WHAT THE TASK ASKS: Look through the data below, and copy each line that carries the word "wall".

MATERIALS PROVIDED:

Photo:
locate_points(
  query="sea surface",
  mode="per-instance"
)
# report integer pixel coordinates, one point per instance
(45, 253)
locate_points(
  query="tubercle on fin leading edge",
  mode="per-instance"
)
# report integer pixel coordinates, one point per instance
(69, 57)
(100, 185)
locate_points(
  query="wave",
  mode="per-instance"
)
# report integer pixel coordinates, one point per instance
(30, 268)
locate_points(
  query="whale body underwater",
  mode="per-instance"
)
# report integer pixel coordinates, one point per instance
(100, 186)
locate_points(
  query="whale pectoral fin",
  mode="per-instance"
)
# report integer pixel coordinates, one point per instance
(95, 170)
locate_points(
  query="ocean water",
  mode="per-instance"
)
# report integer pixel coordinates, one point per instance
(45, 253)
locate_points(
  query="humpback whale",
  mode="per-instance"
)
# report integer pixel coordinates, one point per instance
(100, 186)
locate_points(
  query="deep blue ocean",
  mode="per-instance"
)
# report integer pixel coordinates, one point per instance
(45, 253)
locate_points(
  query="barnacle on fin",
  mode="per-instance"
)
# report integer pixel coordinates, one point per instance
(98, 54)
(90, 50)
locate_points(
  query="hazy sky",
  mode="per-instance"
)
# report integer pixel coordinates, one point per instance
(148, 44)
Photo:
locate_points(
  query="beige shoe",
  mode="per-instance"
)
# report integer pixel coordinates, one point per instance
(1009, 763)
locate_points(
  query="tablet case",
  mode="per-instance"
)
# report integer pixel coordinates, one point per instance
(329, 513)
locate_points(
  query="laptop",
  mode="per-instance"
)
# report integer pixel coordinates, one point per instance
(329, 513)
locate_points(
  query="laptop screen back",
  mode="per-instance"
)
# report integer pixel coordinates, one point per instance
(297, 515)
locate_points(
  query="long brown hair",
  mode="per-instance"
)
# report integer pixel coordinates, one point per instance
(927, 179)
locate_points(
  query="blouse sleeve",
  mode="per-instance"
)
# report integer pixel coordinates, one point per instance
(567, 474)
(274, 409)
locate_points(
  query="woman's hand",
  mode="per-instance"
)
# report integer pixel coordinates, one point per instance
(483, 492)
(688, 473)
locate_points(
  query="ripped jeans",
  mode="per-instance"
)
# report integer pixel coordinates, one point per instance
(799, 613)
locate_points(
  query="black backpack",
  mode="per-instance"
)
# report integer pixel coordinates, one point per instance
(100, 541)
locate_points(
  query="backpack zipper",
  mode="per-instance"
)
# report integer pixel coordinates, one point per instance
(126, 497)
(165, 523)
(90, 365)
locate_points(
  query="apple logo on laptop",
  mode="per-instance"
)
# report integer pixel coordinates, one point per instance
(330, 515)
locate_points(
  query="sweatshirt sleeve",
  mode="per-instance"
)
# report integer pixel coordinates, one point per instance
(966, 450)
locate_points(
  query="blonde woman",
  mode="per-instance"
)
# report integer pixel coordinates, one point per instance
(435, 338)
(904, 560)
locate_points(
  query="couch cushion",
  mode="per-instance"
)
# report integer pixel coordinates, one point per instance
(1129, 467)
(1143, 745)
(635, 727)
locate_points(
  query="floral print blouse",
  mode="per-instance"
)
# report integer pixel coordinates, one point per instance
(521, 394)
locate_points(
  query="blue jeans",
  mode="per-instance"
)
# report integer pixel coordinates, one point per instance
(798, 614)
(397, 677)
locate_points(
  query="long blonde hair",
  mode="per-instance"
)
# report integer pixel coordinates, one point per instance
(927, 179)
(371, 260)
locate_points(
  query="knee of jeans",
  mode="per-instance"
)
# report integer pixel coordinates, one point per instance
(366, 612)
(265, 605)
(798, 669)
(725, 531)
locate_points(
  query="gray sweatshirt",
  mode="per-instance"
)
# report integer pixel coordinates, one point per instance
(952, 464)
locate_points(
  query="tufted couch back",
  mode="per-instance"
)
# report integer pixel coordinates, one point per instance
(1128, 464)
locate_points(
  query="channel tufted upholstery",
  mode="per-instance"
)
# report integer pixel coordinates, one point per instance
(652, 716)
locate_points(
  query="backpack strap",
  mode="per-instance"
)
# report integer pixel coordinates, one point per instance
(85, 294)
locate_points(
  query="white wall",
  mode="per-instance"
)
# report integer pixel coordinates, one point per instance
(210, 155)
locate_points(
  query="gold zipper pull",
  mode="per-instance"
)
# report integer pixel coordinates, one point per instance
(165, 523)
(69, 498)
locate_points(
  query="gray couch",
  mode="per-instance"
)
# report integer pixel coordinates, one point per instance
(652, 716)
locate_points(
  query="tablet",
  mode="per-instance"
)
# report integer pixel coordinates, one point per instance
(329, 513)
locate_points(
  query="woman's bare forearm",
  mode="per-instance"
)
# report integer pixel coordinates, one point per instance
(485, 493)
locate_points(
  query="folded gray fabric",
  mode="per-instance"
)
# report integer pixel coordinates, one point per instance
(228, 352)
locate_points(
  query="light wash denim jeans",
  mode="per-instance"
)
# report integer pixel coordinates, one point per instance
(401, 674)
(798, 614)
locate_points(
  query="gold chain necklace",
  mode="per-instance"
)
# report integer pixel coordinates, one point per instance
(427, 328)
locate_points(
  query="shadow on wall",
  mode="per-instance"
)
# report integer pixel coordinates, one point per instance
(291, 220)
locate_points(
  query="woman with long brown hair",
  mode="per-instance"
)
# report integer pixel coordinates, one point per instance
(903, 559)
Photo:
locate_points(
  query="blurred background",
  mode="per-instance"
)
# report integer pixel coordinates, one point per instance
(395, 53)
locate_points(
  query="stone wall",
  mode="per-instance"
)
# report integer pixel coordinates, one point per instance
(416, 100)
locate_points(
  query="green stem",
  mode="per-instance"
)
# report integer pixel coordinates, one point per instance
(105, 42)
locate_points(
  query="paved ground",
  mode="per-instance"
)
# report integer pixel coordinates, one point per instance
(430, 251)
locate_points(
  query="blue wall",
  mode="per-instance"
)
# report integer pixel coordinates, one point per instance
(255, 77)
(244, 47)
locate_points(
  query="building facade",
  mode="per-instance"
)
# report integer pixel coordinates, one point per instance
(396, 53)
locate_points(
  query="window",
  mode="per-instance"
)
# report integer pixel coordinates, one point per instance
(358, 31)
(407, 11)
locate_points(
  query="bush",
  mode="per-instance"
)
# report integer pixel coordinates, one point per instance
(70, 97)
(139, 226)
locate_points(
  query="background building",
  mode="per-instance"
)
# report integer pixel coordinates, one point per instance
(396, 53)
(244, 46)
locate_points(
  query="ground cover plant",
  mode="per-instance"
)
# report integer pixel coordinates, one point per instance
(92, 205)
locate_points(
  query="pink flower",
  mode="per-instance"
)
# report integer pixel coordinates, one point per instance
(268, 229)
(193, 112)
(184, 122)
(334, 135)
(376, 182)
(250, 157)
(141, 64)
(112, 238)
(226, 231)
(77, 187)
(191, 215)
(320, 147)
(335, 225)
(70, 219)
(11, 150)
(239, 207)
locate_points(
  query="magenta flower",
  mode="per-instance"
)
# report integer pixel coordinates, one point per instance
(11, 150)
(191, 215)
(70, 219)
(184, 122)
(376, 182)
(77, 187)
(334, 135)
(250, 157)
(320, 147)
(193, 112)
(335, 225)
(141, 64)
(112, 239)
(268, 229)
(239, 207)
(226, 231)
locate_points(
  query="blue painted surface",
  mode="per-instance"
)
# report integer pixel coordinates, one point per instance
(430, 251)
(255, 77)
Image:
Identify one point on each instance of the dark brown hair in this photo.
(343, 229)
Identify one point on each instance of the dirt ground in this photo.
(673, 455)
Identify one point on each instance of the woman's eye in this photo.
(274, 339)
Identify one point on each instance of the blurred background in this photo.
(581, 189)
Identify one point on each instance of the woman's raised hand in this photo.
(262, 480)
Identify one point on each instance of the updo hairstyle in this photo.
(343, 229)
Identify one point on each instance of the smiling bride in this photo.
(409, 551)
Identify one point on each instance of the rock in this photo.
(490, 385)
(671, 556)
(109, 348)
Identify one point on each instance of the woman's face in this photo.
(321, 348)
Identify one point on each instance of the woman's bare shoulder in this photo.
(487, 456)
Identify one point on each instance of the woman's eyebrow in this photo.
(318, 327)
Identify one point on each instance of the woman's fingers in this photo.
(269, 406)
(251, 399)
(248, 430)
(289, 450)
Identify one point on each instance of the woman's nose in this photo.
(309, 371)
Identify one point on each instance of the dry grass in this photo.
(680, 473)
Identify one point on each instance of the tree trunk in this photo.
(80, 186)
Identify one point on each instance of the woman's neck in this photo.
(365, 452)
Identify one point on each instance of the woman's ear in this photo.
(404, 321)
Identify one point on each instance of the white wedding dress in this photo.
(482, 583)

EXERCISE ANSWER:
  query="white wall",
  query="shadow on wall",
  query="stone wall",
  query="blue wall",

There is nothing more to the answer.